» **Exercise**: Can you restate the records below word for word?

─── Provided records

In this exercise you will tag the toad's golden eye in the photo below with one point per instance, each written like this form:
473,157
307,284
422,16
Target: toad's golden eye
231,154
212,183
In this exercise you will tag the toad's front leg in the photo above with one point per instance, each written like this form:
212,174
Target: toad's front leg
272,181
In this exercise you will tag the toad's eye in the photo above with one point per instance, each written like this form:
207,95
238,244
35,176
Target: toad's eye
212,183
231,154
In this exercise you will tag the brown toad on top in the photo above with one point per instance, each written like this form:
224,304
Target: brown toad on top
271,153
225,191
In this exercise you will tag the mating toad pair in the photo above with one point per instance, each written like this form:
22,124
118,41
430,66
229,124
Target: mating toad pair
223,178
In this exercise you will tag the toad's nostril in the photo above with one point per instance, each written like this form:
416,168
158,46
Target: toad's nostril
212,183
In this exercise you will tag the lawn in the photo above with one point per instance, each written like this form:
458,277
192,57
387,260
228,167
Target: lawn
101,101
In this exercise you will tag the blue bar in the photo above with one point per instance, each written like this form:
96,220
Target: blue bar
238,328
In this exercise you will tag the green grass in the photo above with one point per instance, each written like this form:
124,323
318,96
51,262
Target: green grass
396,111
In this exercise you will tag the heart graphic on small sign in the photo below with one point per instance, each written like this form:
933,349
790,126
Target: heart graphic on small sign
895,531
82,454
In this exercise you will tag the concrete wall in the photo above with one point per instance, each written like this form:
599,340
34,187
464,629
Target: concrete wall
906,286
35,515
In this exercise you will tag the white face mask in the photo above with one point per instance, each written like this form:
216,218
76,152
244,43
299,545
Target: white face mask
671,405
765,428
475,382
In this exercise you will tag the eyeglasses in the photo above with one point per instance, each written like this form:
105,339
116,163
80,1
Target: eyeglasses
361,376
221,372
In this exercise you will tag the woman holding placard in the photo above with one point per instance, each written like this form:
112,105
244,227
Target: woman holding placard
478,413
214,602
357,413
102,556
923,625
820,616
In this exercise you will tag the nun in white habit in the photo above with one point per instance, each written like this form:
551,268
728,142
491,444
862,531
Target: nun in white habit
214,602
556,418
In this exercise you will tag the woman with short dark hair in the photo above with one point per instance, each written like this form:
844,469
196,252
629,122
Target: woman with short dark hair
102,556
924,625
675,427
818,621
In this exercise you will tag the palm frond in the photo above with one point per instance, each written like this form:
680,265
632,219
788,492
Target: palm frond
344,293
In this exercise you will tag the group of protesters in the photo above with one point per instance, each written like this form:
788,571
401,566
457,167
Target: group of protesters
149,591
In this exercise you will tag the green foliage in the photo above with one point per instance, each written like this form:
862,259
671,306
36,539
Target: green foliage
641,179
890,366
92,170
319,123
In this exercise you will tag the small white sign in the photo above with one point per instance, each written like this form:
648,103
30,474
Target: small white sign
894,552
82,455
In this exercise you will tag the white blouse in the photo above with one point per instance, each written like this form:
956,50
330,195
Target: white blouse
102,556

──────

» **Result**:
In this exercise you will tag the toad's golden eye in the photo below with one point per instance, each written like this form:
473,157
307,284
422,16
Target: toad's golden eye
231,154
212,183
In this exercise you will tag the toad's front leg in the photo above with one point per instance, each written like this form:
212,174
Target: toad's front leg
272,181
In this exercise you will tag the toad's eye in the photo above with one point per instance, each written like this form:
207,95
238,244
35,176
Target: toad's eye
212,183
231,154
In this exercise you will tag the brown toad on top in the photo above with one point per instance, each written like this form:
224,304
Target: brown toad on top
271,153
225,191
In this exercise you will tag the mating toad pair in the photo above with one point per instance, each written like this form:
22,124
118,41
430,66
229,124
Target: mating toad pair
223,178
In this exercise you will tag the toad's nostril in the photo above with one point per instance, each written like this form:
416,168
158,46
Target: toad's nostril
212,183
In this exercise you will tag the lawn in the photo above with one point per instance, each written like this form:
458,277
192,57
387,260
228,167
Target: lawn
101,101
In this exercise you will tag the blue bar in the photo above with one point per instance, each written like this form:
96,220
Target: blue bar
238,328
In this exercise you will tag the green grass in the photo above with one point per instance, each written like this form:
124,323
318,96
51,262
Target: green grass
396,111
In this exercise you will tag the heart graphic on small sign in the photo below with one point per instance, each written like this form:
933,349
790,126
Target: heart graphic on small sign
895,531
82,454
In this exercise you will tag the concrete wall in the photo above with one point per instance, each written like this form:
599,340
34,187
464,629
Target: concrete wall
906,286
35,515
In this exercise you will tag the white face mask in the photo above with one point per instance, each written like this form:
216,218
76,152
244,43
299,545
Target: white face mask
671,405
765,428
475,382
In this exercise you will tag the eyeglasses in the photo above with one point per instance, each written like this form:
105,339
116,163
80,1
Target: eyeglasses
361,376
221,372
In this exercise you will tag the woman holding placard in the photo above with one point per instance, each written like this form:
112,105
244,227
Target: woman holding placard
478,413
214,602
357,413
102,556
923,625
820,616
In this exercise you will tag the nun in white habit in the photo above with one point per instance, each written like this form:
551,268
728,142
491,444
862,531
Target: nun in white habit
214,602
556,418
In this exercise you will tag the woman with short dark hair in the photo above with one point per instance, each written like this form:
844,469
196,252
629,122
Target: woman with short dark hair
102,556
924,625
675,427
818,621
In this exercise you will tag the palm frond in the photo above with one point per instance, each written like this form:
680,265
632,219
788,492
Target: palm frond
344,293
In this exercise you will tag the group of protesters in the photo above with one point per instance, each written like this form:
788,571
401,566
457,167
Target: group of protesters
149,591
In this exercise you will tag the green foliage in the photo above with one point per instance, each written like this form:
862,259
671,306
36,539
Target: green foliage
641,179
890,366
92,170
319,123
In this exercise you will tag the small white sign in the photo above with one point per instance, each written like this form:
648,103
30,474
Target: small white sign
894,552
82,455
In this exercise you will tag the white blouse in the photo above with one point per instance, each written like this form:
956,50
330,195
Target: white blouse
102,556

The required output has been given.